WORK ITEM: Restate all of the data exactly.

Point-per-instance localization data:
■ ■ ■ ■ ■ ■ ■
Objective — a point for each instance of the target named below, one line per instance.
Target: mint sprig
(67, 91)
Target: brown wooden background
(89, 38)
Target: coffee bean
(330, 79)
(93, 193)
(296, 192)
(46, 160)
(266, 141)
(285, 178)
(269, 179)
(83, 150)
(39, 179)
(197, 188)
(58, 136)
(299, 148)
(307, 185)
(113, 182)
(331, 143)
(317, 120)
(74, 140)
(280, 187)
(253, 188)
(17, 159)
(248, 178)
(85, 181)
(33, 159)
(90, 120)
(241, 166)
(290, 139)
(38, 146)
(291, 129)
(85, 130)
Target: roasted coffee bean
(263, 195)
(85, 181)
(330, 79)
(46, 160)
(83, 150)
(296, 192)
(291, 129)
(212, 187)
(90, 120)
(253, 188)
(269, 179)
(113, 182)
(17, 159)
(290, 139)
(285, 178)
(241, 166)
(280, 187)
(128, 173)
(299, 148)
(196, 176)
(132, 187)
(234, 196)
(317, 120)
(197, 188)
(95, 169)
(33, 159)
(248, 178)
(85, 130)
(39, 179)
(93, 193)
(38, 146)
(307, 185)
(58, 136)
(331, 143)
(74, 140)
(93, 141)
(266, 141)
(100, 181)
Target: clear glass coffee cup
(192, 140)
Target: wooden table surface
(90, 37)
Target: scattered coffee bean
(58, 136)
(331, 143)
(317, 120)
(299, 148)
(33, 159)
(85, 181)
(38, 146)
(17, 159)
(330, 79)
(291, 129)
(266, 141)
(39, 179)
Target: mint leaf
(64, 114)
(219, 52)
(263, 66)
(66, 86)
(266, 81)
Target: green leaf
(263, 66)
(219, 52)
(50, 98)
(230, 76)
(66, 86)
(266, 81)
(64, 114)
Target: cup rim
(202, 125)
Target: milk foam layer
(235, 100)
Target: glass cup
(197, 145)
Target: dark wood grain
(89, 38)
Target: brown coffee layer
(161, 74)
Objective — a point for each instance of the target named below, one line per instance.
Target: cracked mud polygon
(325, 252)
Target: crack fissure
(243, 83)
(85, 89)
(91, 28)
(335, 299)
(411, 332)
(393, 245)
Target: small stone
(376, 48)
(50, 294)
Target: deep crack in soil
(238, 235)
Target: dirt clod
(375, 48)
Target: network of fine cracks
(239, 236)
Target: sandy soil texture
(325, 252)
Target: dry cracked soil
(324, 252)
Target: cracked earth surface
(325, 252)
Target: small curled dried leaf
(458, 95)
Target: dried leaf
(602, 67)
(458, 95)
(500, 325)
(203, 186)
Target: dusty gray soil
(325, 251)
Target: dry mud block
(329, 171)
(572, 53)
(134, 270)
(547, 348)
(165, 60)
■ ■ ■ ■ ■ ■ ■
EXERCISE OUTPUT:
Objective — a point for each instance of the target named below, one line per instance.
Target: mint sprig
(67, 91)
Target: brown wooden background
(89, 38)
Target: coffee bean
(330, 79)
(93, 193)
(296, 192)
(46, 160)
(266, 141)
(285, 178)
(269, 179)
(83, 150)
(39, 179)
(197, 188)
(58, 136)
(299, 148)
(307, 185)
(113, 182)
(331, 143)
(317, 120)
(74, 140)
(280, 187)
(253, 188)
(17, 159)
(248, 178)
(85, 181)
(33, 159)
(90, 120)
(241, 166)
(290, 139)
(38, 146)
(291, 129)
(85, 130)
Target: roasted coffee bean
(263, 195)
(85, 181)
(330, 79)
(46, 160)
(83, 150)
(296, 192)
(291, 129)
(212, 187)
(90, 120)
(253, 188)
(269, 179)
(113, 182)
(17, 159)
(290, 139)
(285, 178)
(241, 166)
(280, 187)
(128, 173)
(299, 148)
(196, 176)
(132, 187)
(234, 196)
(317, 120)
(197, 188)
(95, 169)
(33, 159)
(248, 178)
(85, 130)
(39, 179)
(93, 193)
(38, 146)
(307, 185)
(58, 136)
(331, 143)
(74, 140)
(93, 141)
(266, 141)
(100, 181)
Target: clear glass coffee cup
(192, 140)
Target: wooden table surface
(90, 37)
Target: scattered coffee bean
(58, 136)
(331, 143)
(317, 120)
(299, 148)
(33, 159)
(85, 181)
(38, 146)
(17, 159)
(330, 79)
(291, 129)
(266, 141)
(39, 179)
Target: mint leaf
(64, 114)
(219, 52)
(263, 66)
(66, 86)
(266, 81)
Target: green leaf
(263, 66)
(219, 52)
(50, 98)
(230, 76)
(66, 86)
(266, 81)
(64, 114)
Target: cup rim
(202, 125)
Target: milk foam layer
(235, 100)
Target: glass cup
(197, 145)
Target: dark wood grain
(89, 38)
Target: brown coffee layer
(161, 74)
Objective — a point for each instance of the target named below, one line per instance.
Target: cracked mud polygon
(325, 252)
Target: crack fissure
(243, 83)
(85, 89)
(91, 28)
(335, 299)
(411, 332)
(393, 245)
Target: small stone
(376, 48)
(50, 294)
Target: deep crack in soil
(238, 235)
Target: dirt clod
(375, 48)
Target: network of fine cracks
(239, 236)
Target: sandy soil texture
(325, 252)
Target: dry cracked soil
(324, 252)
Target: cracked earth surface
(325, 252)
Target: small curled dried leaf
(458, 95)
Target: dried leaf
(602, 67)
(458, 95)
(500, 325)
(203, 186)
Target: dusty gray soil
(325, 251)
Target: dry mud block
(329, 171)
(572, 53)
(134, 270)
(547, 348)
(165, 60)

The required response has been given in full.